[Exercise requirements]
Reproduce each entry below verbatim.
------------------------
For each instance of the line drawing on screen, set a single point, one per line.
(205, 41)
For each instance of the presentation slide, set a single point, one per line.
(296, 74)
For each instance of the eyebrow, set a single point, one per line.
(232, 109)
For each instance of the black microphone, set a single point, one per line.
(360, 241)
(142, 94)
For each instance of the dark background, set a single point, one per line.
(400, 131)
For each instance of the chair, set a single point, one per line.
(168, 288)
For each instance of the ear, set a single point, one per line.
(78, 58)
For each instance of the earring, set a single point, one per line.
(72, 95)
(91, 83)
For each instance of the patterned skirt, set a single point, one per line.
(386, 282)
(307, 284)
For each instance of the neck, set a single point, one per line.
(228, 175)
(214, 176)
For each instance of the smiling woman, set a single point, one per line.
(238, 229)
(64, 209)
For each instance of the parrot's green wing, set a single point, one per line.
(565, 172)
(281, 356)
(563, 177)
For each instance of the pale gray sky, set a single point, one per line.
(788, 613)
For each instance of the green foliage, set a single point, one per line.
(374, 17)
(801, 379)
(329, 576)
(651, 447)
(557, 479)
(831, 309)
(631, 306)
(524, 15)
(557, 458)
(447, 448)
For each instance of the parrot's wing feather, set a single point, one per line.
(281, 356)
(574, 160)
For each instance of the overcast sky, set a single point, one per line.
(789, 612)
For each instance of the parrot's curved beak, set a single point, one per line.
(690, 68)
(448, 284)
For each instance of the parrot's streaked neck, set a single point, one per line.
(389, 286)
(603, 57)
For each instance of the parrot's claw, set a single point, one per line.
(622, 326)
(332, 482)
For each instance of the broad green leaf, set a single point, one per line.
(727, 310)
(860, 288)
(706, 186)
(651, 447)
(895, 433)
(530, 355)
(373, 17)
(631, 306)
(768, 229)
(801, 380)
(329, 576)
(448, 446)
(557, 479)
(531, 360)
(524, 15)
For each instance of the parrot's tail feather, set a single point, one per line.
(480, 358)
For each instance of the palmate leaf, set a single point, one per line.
------------------------
[Written answer]
For each instance of the line drawing on screen, set a single point, one per line.
(205, 41)
For each instance of the presentation slide, set a single point, one per line.
(296, 74)
For each instance of the eyebrow, set a single point, one per line.
(232, 109)
For each instance of the black microphone, set a single point, one per line.
(360, 241)
(142, 94)
For each instance of the dark background, set a single point, one per line.
(400, 131)
For each instance of the chair, set a single point, one per line.
(168, 288)
For each instance of the ear, set a single point, one per line.
(78, 58)
For each instance of the earring, set a single point, one per line.
(72, 95)
(91, 83)
For each instance of the patterned skirt, set a single point, one per line.
(386, 282)
(307, 284)
For each instance of the neck, set a single point, one per line.
(228, 175)
(214, 176)
For each instance of the smiling woman, set a single point, one per line.
(238, 229)
(64, 209)
For each instance of the parrot's green wing, set a single point, one per line.
(565, 172)
(281, 356)
(563, 177)
For each instance of the pale gray sky, set a single point, one per line.
(788, 613)
For each instance of the green foliage, set a single point, one per line.
(374, 17)
(801, 379)
(329, 576)
(651, 447)
(557, 479)
(831, 309)
(631, 306)
(524, 15)
(557, 458)
(447, 448)
For each instance of the parrot's wing feather, set a single point, one per line.
(281, 356)
(574, 160)
For each instance of the overcast sky, set a single point, one per line.
(789, 612)
For each instance of the parrot's curved beak, set a single point, one per line.
(690, 68)
(448, 284)
For each instance of the parrot's streaked neck, set a single point, one per line.
(389, 286)
(603, 57)
For each instance of the parrot's claw, set a single point, one per line.
(622, 326)
(332, 482)
For each instance of the broad green leaf, set a single point, one per line.
(727, 310)
(860, 288)
(706, 186)
(651, 447)
(895, 433)
(530, 355)
(373, 17)
(631, 306)
(768, 229)
(801, 380)
(329, 576)
(448, 446)
(557, 479)
(531, 360)
(524, 15)
For each instance of the parrot's tail feather, set a single point, one per line.
(480, 358)
For each instance of the palmate leaf, set a single point, one per line.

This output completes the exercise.